* ABOUT THIS EXERCISE
Copy exactly the lines of the records below, and only those lines, beginning with the line that contains "canopy, recorded as pixel coordinates." and ending with the line that contains "Phrase: woman in crowd".

* DATA FOR THE TASK

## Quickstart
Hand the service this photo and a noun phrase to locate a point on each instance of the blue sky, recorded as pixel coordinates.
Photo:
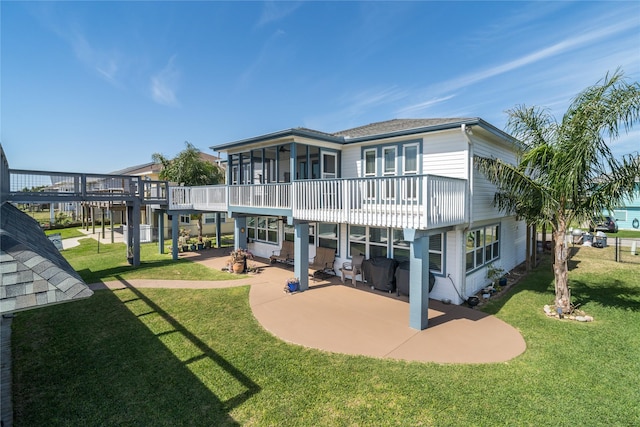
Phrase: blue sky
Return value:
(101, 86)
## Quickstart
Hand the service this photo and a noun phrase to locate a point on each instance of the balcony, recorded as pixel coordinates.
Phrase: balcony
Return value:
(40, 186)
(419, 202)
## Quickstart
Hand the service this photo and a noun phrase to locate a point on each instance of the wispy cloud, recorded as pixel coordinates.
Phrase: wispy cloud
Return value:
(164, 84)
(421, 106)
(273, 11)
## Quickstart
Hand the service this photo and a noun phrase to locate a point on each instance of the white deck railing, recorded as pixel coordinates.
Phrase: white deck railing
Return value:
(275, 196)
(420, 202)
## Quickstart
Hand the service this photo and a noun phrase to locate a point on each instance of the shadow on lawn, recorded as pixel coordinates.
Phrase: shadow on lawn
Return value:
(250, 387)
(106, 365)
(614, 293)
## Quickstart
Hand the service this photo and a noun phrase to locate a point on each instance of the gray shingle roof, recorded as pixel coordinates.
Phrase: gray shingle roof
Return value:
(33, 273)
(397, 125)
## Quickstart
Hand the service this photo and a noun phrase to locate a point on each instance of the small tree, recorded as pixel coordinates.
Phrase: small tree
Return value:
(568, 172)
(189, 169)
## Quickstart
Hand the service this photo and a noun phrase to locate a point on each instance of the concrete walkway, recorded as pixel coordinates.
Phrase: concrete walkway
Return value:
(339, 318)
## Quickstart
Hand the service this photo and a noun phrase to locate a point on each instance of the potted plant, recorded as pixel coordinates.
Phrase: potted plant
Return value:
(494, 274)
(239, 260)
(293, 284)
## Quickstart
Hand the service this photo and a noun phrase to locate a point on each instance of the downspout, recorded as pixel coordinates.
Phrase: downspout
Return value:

==

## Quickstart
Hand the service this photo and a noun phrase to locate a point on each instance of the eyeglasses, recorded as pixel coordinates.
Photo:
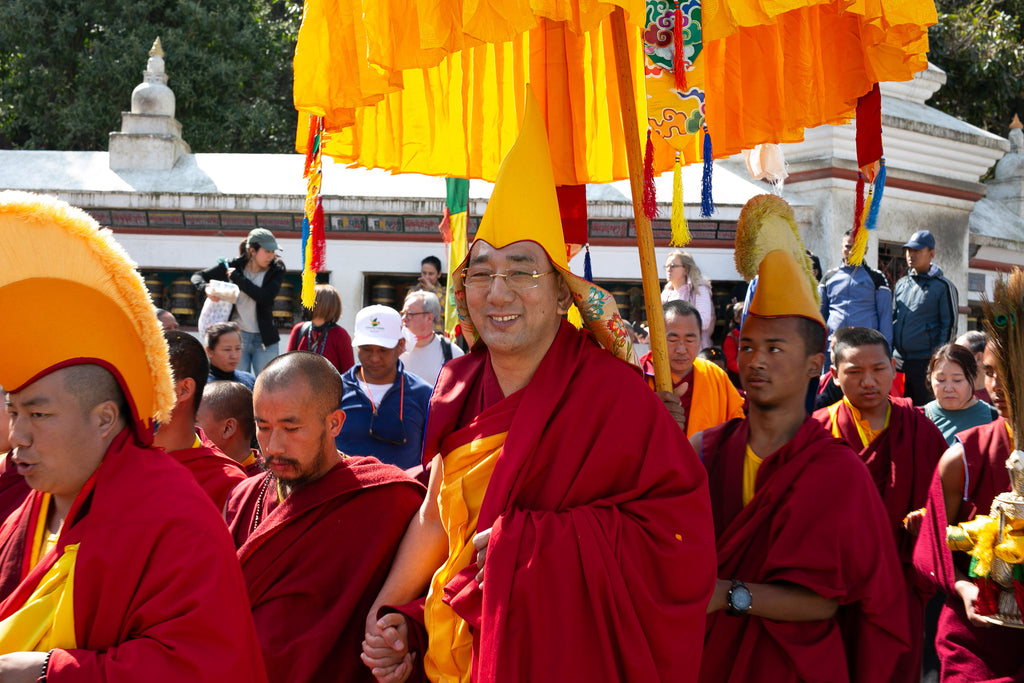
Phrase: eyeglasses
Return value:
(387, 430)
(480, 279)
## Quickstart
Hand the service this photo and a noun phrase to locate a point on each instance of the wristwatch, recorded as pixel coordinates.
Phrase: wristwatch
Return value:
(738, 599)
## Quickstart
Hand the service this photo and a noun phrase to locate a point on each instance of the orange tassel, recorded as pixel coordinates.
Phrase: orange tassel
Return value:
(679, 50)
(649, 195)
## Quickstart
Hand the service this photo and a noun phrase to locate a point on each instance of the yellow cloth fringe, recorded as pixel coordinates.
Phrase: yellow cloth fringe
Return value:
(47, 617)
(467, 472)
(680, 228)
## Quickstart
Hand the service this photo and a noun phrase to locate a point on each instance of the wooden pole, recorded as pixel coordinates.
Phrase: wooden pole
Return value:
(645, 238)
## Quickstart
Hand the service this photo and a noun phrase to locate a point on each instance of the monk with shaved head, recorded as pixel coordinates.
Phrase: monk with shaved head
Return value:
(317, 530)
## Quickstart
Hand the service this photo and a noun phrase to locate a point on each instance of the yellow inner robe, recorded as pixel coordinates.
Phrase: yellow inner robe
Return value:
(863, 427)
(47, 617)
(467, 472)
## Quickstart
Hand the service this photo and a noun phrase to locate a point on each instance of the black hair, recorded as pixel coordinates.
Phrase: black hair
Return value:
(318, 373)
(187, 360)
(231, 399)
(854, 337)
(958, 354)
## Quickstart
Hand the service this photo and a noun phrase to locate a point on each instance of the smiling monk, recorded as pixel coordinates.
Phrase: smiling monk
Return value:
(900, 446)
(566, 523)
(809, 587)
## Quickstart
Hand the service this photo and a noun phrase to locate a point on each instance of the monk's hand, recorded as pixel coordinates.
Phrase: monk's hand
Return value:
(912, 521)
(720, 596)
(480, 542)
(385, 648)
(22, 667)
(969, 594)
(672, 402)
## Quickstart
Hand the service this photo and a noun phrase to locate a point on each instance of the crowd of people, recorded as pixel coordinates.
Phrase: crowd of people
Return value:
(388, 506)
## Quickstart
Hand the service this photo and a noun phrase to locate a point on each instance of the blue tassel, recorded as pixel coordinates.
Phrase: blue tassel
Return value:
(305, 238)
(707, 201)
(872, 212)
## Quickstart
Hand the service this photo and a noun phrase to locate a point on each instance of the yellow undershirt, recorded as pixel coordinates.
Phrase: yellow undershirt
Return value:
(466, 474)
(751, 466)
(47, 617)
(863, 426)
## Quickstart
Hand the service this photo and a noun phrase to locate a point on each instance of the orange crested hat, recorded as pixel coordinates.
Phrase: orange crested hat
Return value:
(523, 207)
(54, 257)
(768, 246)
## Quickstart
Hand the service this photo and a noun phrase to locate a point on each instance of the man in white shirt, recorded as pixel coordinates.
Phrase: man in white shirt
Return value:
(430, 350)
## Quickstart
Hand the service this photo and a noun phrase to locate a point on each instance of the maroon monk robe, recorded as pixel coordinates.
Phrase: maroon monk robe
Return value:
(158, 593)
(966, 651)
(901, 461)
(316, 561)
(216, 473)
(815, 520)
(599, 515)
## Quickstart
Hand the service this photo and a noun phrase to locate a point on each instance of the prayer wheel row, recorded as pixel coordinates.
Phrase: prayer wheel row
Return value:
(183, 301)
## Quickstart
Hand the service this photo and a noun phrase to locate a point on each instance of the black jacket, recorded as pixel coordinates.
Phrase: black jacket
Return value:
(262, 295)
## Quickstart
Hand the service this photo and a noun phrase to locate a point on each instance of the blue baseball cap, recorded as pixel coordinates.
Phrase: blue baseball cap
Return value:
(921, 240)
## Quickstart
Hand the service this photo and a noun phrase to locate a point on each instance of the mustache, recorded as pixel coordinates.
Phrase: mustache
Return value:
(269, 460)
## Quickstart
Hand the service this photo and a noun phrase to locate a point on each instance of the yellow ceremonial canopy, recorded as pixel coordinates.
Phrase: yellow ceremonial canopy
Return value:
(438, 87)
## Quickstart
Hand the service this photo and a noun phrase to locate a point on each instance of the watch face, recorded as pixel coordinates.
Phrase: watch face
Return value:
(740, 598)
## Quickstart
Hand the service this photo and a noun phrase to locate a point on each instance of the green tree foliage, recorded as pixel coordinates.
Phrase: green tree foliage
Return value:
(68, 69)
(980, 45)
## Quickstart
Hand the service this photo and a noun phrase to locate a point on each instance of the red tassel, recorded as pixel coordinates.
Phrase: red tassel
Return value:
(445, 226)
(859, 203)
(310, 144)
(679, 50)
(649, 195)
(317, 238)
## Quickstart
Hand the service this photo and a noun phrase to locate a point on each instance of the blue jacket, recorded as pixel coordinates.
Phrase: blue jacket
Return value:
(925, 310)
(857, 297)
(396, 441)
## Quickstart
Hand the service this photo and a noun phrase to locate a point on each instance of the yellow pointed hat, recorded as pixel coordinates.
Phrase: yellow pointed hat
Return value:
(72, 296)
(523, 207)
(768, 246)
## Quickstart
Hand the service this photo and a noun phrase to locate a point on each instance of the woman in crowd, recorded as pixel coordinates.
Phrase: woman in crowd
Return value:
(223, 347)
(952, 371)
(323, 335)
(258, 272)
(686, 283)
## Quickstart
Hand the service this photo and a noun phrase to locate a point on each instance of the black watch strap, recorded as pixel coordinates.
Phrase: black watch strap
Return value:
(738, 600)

* ANSWER BOX
Hand the service this photo and a noun phrase to locate a point on each instance of the yellow ceremonial canopy, recorded as pixel coordinates.
Phrase: yellow ceremonial canopy
Return value:
(438, 87)
## Quickstart
Hand the service this photo and a noun phrase to locate a point on each instance of the watch face, recorded as pixel coordinates.
Phrase: watch face
Return value:
(740, 598)
## Quickstart
Hand the service this photo and a noun phrase to locate a point on each instance of the green tree foliage, recorded as pixel coordinates.
Phrase: green tree foliage
Return value:
(68, 69)
(980, 45)
## Quickstart
Hand the service this photo and a noun phrase to locate a point on each instance of the red tassel, recorded as pixel coordinates.
Phrase: red tassel
Return value:
(445, 226)
(859, 203)
(310, 144)
(679, 50)
(649, 195)
(317, 238)
## Quickstart
Hand the service this photo and a noun phrase to locate a point on each instance of the blue jacket, recorded as pixel coordinates.
Phrase: blue jacket
Return value:
(925, 310)
(857, 297)
(396, 441)
## Quickstart
Hand the service this photo and a noun phrase to locate a point on each instance of the yellow pointed hat, recorded as pixel coordinates.
Phrase: yellow pointed hat
Return value:
(72, 296)
(523, 207)
(768, 246)
## Quickstart
Hand the service this photo and a noun phrase to locate a point on each instance of the woman in crowd, recorded as pixel coordinates.
Phrase: woman in crowd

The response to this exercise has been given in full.